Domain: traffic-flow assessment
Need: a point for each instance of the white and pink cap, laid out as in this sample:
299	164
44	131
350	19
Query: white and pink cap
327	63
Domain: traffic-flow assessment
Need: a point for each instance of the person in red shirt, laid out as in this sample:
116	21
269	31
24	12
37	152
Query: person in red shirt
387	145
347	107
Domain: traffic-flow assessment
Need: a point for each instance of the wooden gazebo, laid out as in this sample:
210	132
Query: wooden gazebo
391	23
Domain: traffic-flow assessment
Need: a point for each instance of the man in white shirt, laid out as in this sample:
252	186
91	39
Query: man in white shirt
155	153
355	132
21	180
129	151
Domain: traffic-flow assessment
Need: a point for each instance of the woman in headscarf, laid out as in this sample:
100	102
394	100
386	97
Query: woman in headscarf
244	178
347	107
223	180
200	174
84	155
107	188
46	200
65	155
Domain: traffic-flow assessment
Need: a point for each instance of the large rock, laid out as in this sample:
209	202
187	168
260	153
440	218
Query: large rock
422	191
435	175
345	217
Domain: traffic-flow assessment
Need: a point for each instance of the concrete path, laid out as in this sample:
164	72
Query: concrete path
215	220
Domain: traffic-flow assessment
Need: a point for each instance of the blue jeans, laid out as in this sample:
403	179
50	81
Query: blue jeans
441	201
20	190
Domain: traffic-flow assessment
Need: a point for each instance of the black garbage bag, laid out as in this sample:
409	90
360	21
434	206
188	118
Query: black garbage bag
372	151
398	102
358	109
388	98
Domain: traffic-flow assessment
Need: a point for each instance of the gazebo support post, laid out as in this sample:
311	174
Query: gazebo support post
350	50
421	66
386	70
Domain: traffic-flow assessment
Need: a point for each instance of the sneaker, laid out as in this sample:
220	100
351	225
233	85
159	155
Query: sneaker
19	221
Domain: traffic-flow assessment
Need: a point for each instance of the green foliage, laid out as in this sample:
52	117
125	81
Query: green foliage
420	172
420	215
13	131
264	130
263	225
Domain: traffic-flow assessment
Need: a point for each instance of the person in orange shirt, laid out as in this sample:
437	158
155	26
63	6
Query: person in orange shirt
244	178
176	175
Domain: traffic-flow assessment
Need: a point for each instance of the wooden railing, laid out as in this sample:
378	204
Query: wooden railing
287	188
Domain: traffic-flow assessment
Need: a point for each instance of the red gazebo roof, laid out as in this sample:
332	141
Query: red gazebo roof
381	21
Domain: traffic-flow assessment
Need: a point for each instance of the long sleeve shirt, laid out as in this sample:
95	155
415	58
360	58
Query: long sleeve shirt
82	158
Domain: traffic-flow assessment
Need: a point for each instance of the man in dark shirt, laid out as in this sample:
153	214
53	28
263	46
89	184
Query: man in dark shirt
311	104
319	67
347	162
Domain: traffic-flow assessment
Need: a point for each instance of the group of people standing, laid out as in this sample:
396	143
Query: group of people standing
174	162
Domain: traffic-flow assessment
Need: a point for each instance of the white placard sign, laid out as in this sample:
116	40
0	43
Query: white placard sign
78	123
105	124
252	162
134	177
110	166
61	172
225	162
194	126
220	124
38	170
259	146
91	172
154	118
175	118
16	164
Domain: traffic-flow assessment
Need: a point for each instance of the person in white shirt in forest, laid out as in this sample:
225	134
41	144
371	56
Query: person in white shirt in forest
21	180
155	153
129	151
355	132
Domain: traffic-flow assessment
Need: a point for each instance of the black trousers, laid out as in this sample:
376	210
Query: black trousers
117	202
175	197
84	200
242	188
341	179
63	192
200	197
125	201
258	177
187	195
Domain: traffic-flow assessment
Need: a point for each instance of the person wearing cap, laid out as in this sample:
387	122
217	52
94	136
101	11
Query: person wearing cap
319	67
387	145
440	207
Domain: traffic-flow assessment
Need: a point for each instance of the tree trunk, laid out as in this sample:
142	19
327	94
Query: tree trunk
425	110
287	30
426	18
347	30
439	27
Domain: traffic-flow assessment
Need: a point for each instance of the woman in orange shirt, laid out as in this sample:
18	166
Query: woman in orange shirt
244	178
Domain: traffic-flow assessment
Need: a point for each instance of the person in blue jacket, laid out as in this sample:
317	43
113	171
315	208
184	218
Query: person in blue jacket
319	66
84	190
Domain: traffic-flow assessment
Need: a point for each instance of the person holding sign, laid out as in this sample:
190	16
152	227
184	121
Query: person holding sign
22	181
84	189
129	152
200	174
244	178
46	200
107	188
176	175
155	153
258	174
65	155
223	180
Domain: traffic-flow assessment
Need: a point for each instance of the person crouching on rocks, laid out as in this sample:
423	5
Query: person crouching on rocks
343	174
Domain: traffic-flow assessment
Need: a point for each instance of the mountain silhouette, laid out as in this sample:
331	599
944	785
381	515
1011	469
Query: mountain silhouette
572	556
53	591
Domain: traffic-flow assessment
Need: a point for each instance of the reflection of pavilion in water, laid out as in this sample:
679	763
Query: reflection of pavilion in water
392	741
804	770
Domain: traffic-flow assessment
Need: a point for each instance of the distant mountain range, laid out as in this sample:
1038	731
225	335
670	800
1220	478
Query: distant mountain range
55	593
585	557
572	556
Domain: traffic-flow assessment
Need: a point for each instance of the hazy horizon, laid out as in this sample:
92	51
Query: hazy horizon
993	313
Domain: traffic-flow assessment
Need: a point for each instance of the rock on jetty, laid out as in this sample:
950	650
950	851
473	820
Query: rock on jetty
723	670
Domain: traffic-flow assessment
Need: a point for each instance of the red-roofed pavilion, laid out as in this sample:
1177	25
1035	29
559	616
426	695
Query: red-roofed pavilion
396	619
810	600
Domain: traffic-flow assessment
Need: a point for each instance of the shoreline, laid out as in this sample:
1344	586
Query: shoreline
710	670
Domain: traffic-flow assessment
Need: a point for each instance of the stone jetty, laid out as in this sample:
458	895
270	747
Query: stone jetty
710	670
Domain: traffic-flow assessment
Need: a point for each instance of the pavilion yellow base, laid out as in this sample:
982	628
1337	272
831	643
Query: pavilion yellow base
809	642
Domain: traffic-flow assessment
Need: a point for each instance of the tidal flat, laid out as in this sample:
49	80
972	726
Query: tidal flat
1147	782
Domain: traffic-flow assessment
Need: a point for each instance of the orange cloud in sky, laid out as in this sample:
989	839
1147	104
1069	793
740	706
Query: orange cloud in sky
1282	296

### Short exercise
Return every line of the records above that contains the word "blue".

### Result for this task
Need: a point for each instance of the blue jeans, laid out as in this sample:
Query: blue jeans
Need: a point for each instance of the person in blue jacket, laid out as in this sample:
Query: person in blue jacket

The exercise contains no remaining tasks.